PAGE EXCERPT —
######

What are sizing options?

We have paediatric (6 years and up), standard (adolescent and adult) and large (adolescent and adult with BMI >30). The standard and large will fit most adults height-wise, from 150cm to 187cm and 155 to 190 cm respectively. If your patient’s BMI is under 30, the standard will fit, over 30, a large is required.

Will it achieve a stretch?

Yes. The One-80° Pronosupinator is not like the neoprene anti-pronation orthoses available, or a lot of Van Lede splints (wrist splint + elbow splint velcroed together in rotation). We guarantee the One-80° Pronouspinator will be able to hold the patient at their end-of-range regardless of how stiff they are.

Because the elbow is free to flex and extend and the wearer can briefly dynamically rotate against the One-80° Pronosupinator (ie they can pronate approximately 60 degrees from a dynamically supinating position or vice versa), they can wear the One-80° Pronosupinator while doing tasks at work or home. Some even wear it whilst sleeping (be sure to assess for skin / neurovascular suitability first). As such, they can achieve 4 hours of stretch per day without too much difficulty.

######

ACTION ITEM A — Please rewrite the paragraph of the Pronosupinator FAQ that begins "Because the elbow is free" as a short bulleted list, keeping its main facts.
ACTION ITEM B — Continue the Pronosupinator FAQ from its final sentence.

######

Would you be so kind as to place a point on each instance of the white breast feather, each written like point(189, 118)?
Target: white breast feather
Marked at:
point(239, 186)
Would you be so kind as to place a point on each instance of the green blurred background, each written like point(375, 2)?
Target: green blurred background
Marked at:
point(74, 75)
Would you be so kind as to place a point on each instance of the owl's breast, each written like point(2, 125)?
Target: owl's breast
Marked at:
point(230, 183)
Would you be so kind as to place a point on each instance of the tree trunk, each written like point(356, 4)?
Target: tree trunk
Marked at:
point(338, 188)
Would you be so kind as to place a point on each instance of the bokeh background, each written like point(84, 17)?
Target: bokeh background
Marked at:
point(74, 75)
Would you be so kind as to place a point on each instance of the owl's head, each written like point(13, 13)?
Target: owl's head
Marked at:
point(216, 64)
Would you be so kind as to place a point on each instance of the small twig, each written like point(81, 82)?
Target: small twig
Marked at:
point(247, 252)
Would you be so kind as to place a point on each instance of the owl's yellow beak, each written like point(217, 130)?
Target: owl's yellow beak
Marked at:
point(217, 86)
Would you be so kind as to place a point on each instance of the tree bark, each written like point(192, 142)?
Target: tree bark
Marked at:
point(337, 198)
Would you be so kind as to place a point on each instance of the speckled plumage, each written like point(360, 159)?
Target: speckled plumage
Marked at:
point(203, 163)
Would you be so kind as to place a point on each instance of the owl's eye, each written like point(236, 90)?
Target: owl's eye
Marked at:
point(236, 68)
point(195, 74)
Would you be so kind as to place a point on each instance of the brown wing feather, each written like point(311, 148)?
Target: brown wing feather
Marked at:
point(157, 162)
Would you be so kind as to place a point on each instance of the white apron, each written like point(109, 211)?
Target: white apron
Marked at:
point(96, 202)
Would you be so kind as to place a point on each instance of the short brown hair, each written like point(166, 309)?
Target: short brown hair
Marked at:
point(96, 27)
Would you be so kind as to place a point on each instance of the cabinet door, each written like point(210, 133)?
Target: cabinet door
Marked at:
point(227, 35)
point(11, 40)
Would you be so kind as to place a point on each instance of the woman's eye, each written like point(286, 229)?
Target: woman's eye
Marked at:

######

EXERCISE RESULT A —
- The elbow can flex and extend freely while the One-80° Pronosupinator is worn.
- The wearer can briefly rotate against the device, pronating about 60 degrees from a dynamically supinating position or the reverse.
- This lets patients wear it during tasks at work or home.
- Some wear it while sleeping, but skin and neurovascular suitability should be assessed first.
- Patients can therefore get 4 hours of stretch per day without much difficulty.

EXERCISE RESULT B —
How do I know if it’s stretching or not?

This is where many mobilisation/stretching orthoses fail. To be effective, orthoses must be fitted so they hold the patient at end-of-range in either supination or pronation. So when you apply an orthosis, you should test that the patient is held as far in supination or pronation as they can go.

To do this, first, apply the splint; second, attempt to passively stretch them further into the direction of stretch (either supinated or pronated). If they can easily move further, they are not at end-of-range. In the case of the One-80° Pronosupinator, if this occurs, adjust the splint – we guarantee it will hold your patient at end-of-range.

If you can push your patient past the position the splint holds them in – it won’t work.

Where does it stretch?

The One-80° Pronosupinator pulls through the DRUJ, not the carpus nor the thumb. As such all forces are transmitted between the elbow and the DRUJ.

Can I use my hand while wearing it?

Yes. The patient can rotate out of supination or pronation and flex and extend the elbow. This allows them to pick up things or perform general function. Many people wear them whilst working. It is difficult to perform tasks that require fine control.

How long should someone wear it?

The typical wear time is 4 hours per day (this is total and can be spread across the day or night).  But the recommended wear-time may vary from person to person.  Some people may benefit from wearing it for longer each day and some may improve with shorter wear times.

What are alternatives?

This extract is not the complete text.